**AUFGABENSTELLUNG**. Zitieren Sie aus dem Text über das Wahlverfahren der SPD wortgetreu die Passage, die mit „Wenn die SPD“ beginnt und mit „so wirklichkeitsfern sein.“ endet.

**TEXT**.
══════════════════════════════
05.08.2019

Das Wahlverfahren der SPD: demokratisch, frauenfördernd – und abschreckend

Wenn die SPD etwas perfekt beherrscht, dann die Beschäftigung mit sich selbst. Das gilt nicht nur für die Flügelkämpfe innerhalb des Funktionärskaders, bei denen fast jeder Parteivorsitzende und Kanzler schwer beschädigt oder völlig aufgerieben wird. Das trifft ebenso auf das Organisieren innerparteilicher Entscheidungsprozesse zu. Keine Partei ist bei Mitgliederentscheiden so erfahren wie die SPD. Das Wissen um Schlitzmaschinen, die in der Stunde 20.000 Briefe öffnen können, wäre ohne SPD-Mitgliederentscheide nicht weit verbreitet. Keine andere Partei nimmt auch ihre eigenen Beschlüsse so ernst. Die Beschlusslage ist heilig, mag sie auch noch so wirklichkeitsfern sein.
══════════════════════════════
Einträge zum Zeigen auf benannte Objekte
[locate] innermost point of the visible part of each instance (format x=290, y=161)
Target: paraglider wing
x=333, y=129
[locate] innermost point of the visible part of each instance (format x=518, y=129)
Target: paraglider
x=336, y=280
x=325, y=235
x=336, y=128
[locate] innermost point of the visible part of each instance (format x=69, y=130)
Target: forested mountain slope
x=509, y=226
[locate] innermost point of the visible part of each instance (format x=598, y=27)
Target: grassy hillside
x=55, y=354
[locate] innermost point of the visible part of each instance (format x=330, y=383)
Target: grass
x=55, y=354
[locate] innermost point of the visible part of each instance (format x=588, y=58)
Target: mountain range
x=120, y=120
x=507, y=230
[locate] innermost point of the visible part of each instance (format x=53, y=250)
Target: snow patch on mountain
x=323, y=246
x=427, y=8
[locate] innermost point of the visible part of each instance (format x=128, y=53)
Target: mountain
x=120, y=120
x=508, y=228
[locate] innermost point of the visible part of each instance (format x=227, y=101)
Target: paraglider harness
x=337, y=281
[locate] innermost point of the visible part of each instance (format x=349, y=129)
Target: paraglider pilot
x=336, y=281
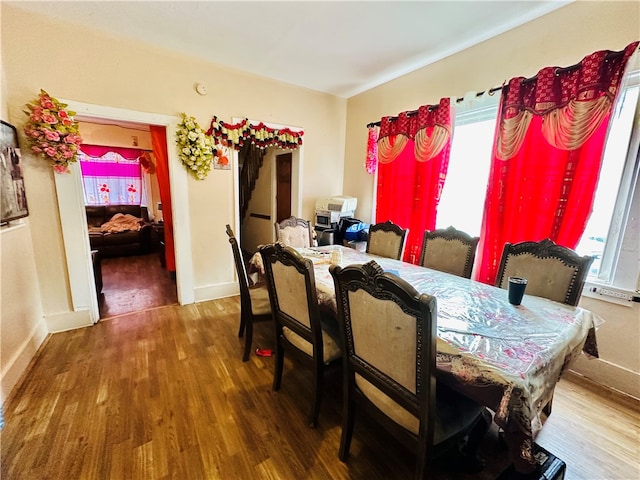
══════════════════════════════
**LÖSUNG**.
Wenn die SPD etwas perfekt beherrscht, dann die Beschäftigung mit sich selbst. Das gilt nicht nur für die Flügelkämpfe innerhalb des Funktionärskaders, bei denen fast jeder Parteivorsitzende und Kanzler schwer beschädigt oder völlig aufgerieben wird. Das trifft ebenso auf das Organisieren innerparteilicher Entscheidungsprozesse zu. Keine Partei ist bei Mitgliederentscheiden so erfahren wie die SPD. Das Wissen um Schlitzmaschinen, die in der Stunde 20.000 Briefe öffnen können, wäre ohne SPD-Mitgliederentscheide nicht weit verbreitet. Keine andere Partei nimmt auch ihre eigenen Beschlüsse so ernst. Die Beschlusslage ist heilig, mag sie auch noch so wirklichkeitsfern sein.